**WORK TO COMPLETE**
1) In the rigging maintenance text, why do many cruising boats use reusable mechanical terminals instead of swaged ones? Answer in one to three sentences.
2) Pick up the text on sailboat rigging maintenance right after its final sentence and continue it.

Simply hoping that your rig is trouble free is not a good strategy, says Chris Lab
You need to keep up to date on the condition of your standing and running rigging, both before you launch in the spring and continually throughout the season. Your rig is an integrated system, and anything that happens to any part of it can quickly turn your sailboat into a slow-moving powerboat.
The most common type of standing rigging is 1@19 wire made from either 304- or 316-grade stainless steel with swaged terminals. Type 316 stainless is more corrosion resistant than 304, but 304 is about 15 percent stronger. While swaged terminals function well, many cruising boats instead have reusable mechanical terminals, such as those made by Norseman or Sta-Lok. These are easier on wire than pressed swage fittings, which sometimes may be overpressed when formed and are therefore more likely to fail.
Rod rigging made from noncorrosive Nitronic 50 alloy is now standard on dedicated raceboats, although PBO and Kevlar or carbon-fiber rigging are increasingly common on high-end rigs. Because it is lighter than wire and stretches less, rod rigging is also now more widely used on cruising boats.

**DATA SECTION**
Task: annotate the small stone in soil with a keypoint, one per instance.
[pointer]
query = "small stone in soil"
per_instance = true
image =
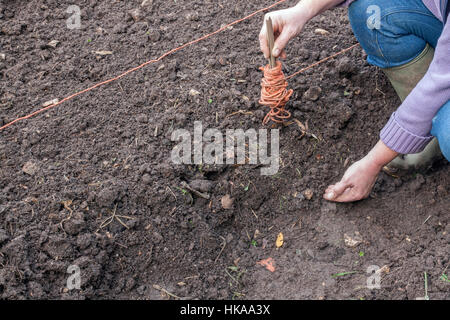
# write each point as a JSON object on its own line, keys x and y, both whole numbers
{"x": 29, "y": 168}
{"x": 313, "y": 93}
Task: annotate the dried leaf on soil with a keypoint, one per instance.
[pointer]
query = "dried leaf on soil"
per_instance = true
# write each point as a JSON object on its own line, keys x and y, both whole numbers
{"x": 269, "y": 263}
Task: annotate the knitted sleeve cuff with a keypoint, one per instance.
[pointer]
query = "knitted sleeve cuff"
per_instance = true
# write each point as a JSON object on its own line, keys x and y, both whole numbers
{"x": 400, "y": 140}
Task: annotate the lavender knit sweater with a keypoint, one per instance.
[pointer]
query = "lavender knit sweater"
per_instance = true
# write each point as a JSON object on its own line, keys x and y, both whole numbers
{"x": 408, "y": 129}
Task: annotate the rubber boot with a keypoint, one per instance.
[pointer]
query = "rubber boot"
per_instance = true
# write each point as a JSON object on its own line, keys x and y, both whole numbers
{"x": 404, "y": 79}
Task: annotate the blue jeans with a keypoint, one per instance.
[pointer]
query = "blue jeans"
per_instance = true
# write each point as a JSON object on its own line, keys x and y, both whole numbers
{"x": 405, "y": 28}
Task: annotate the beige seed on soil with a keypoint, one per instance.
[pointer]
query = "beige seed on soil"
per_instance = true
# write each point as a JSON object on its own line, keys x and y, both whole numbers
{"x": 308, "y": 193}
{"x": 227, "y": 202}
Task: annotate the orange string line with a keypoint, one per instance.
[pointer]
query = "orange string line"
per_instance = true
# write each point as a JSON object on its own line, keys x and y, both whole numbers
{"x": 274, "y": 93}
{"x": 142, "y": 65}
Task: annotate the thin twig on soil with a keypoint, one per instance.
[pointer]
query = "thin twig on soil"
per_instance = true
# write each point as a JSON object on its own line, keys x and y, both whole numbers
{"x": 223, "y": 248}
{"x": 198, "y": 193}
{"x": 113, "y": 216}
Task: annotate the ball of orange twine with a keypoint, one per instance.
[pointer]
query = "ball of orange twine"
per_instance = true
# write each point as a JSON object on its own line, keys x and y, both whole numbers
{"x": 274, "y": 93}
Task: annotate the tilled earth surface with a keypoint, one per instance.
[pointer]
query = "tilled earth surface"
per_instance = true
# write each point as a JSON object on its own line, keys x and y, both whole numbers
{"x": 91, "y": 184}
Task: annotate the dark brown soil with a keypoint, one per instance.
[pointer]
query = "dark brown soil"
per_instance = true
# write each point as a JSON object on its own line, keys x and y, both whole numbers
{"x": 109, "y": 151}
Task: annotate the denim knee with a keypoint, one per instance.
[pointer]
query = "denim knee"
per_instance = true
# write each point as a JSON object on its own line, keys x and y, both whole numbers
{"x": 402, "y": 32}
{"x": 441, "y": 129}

**THE REPLIES**
1) Mechanical terminals are easier on the wire than pressed swage fittings. Swage fittings are sometimes overpressed when they are formed, which makes them more likely to fail.

2)
Start on deck
Standing rigging does require care. Start by cleaning all the shrouds and backstay and forestay fittings you can reach. Use a soft cloth soaked in WD-40. It may take a little rubbing, but you should try to remove any surface rust and dirt that has accumulated during the off-season.
When the wires are clean (we’ll assume it’s 1X19 wire), inspect each one carefully with a magnifying glass. Look for distortions or cracks in the swaged or mechanical terminals and make sure there are no broken strands in the wire. A cracked
swage or even one strand of broken wire means that the entire section of rigging needs to be replaced. It also means other sections of the rig may have problems, since all parts tend to need servicing or replacement at the same time. While conducting your inspection, make a written note of the condition of every wire and end fitting in your maintenance log.
The fact that only one strand of wire in a shroud is broken doesn’t mean the remaining 18 will do the job. Rather, you should be especially careful because this is a sign of potential rigging failure. Replace all worn clevis and cotter pins. I’ve replaced all my cotter pins with cotter rings because they are easier to install, I don’t need pliers to remove them, and I don’t have to use rigging tape to cover them to keep them from cutting or damaging a sail.
If you don’t find any problems with your magnifying glass, the next step is to apply a dye to the swages and terminals; I use a blue dye that is sold in welding-supply stores. You can make your own dye by mixing food color with a penetrating oil, such as WD-40. This step is important, particularly if the wire rigging is over five years old. Use an acid brush to paint the swages and fittings, and let the dye dry overnight. If there is a problem, you will see a line in the metal.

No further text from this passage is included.